Output every line below without omitting or altering anything.

EXERCISE DATA =
_____

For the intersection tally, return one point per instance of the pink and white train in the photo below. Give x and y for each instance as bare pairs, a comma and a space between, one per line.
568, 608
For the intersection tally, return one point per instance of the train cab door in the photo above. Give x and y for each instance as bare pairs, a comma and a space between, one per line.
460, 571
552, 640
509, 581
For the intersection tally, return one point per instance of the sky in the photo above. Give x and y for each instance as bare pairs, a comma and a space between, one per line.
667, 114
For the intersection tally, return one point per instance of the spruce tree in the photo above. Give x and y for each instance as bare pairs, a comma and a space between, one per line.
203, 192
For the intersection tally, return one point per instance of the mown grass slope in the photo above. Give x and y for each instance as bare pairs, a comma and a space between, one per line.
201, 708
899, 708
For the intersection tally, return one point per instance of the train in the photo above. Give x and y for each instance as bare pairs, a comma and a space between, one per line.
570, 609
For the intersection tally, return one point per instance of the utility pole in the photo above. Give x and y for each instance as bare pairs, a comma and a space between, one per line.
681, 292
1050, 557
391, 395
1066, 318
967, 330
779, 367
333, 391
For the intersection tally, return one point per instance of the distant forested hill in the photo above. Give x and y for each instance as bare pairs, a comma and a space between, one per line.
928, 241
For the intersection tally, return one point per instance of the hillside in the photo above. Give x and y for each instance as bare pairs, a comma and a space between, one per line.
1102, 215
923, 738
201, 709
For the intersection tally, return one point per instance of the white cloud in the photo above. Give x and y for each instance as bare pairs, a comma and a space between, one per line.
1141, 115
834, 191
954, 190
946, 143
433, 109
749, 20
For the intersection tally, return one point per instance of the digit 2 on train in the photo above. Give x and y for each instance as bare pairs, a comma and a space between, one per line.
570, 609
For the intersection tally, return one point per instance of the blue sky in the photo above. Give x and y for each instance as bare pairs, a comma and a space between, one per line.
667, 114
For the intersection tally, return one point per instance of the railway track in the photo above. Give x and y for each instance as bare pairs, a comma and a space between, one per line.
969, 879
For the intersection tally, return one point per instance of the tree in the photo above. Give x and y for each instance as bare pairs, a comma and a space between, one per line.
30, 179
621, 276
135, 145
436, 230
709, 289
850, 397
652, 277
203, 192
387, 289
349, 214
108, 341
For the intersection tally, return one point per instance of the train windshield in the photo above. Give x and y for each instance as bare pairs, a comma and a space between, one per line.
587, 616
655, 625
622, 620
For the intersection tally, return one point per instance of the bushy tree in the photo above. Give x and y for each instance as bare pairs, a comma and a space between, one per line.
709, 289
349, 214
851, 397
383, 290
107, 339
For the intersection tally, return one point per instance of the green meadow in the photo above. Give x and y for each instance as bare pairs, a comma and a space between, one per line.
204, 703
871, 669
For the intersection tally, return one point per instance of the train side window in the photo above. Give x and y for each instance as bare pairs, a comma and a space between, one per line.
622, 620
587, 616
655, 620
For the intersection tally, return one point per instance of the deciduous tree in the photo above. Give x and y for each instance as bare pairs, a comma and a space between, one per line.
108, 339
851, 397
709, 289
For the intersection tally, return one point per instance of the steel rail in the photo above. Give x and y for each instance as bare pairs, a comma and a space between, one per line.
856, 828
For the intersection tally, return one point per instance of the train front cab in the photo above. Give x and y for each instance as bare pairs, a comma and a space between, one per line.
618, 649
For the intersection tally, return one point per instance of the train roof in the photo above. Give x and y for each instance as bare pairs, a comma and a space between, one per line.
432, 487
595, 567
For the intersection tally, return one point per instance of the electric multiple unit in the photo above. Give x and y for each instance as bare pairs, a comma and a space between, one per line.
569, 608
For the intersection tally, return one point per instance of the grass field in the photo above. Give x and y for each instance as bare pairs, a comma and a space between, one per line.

_____

THE RESULT =
For the intersection tally, return one point per instance of the pink and white train in the photo below. Give x and y for each instance as bare pairs, a comma and a space between, one per line.
568, 608
For the intersection tally, return one point per instance of the train cab door in the photo above. Give x and y for each instance as bare pairs, a comma and a space between, one per line.
460, 571
552, 640
509, 581
For the intersection tally, return one point per instance of the sky in the photo above. Give x and y for each instance as bare pairs, a comma and a space between, one per line.
667, 114
For the intersection tally, return one point per instance of the spruce tree in the photo above. Give x and y for each instance as bare pairs, a comma and a space between, one per line.
203, 192
For the intersection tally, return one point per instance of the mown grass slope in the photo above. Give x and y for each instance as bare pairs, a comma and a space between, one per line.
201, 708
899, 708
For the intersection tally, return one point per instance of the train in the photo above. Give x and y for each instance as bare pairs, a comma and a space between, one per line.
570, 609
For the intersection tally, return one point per instance of the utility pole in the photo above. Give x and y for each instance as bare pairs, a comma and a space between, one per line.
681, 292
1050, 557
391, 395
1066, 318
967, 330
779, 367
333, 391
For the intersection tally, return one point per instance of the distant forested hill in the photo above. Give x and y for each instance as bare pairs, a comma and a space between, one per line.
928, 241
For the intersection tally, return one point per instance of the hillside in the photo above. Give x and y for each instance as bare pairs, a comma and a space between, one per line.
1102, 215
923, 738
201, 709
For the intersection tally, return one point per instance of the white cloud in the photo above. Give x and y for each instance as bare pairs, a comma and a space between, one per line.
1141, 115
834, 191
954, 190
946, 143
433, 109
749, 20
For the intersection tally, return one point per instance of the digit 2 on train in the photo above. Give x and y for each instance as bare pairs, a comma and a space between, one per line.
570, 609
For the intersection tally, return one point per instance of the blue sky in the photo above. Give x and y for each instance as bare pairs, a comma and a space between, one per line.
667, 114
For the intersection tally, return one point per instance of the railway track in the photo above. Give x and y for each instance as bare pairs, a comma and a space between, one per line.
969, 879
For the intersection tally, return one point per instance of the tree in the photo above. Give x and y for each instance as bare pairs, a comma and a space between, one per line.
30, 179
621, 276
135, 145
436, 230
709, 289
850, 397
652, 277
203, 192
387, 289
349, 214
108, 341
For the intersection tally, return one point per instance of the train windshield in the photo above. Give x and y for each instance as bare pairs, a comma and a space between, one per line.
587, 616
655, 625
622, 620
For the intersection tally, return one point per instance of the bushy tree in the photo above. Give x and y for each instance as bare pairs, a comma and a space between, one per line.
709, 289
349, 214
851, 397
383, 290
107, 339
For the intersection tally, return one point per instance of the green meadow in the photo above. Give x and y for each instance as bare pairs, a comma and a space between, one per line.
204, 703
871, 669
For the intersection tally, return one point per instance of the train side window in the photo above. Give x and y for each instance as bare pairs, a comma and a space between, one per line.
622, 620
587, 616
655, 620
For the intersection tally, return one point per instance of the deciduous tree in the photo above. Give x and y for each instance as bare pairs, a comma and a space between, one per line.
108, 339
851, 397
709, 289
For the intersection tally, return one point per instance of the steel rail in the photo above. Give x and y for each instance as bare pairs, a comma and a space between, one per line.
856, 828
For the intersection tally, return one point per instance of the train front cab in the photo above. Give x and y for each instance as bare pairs, a comma and a space between, one per line.
618, 649
For the intersection tally, return one point per instance of the train roof in the photo above. Give x and y for each instance as bare pairs, a comma and a space between, one per line.
432, 487
595, 567
For the intersection tally, return one point per instance of the electric multiple unit in the photo above. Give x and y for each instance as bare pairs, a comma and a space between, one per line.
569, 608
For the intersection tally, return one point per instance of the grass field in the photo above. Give x and y for each instance as bare pairs, a comma and a space between, one per line.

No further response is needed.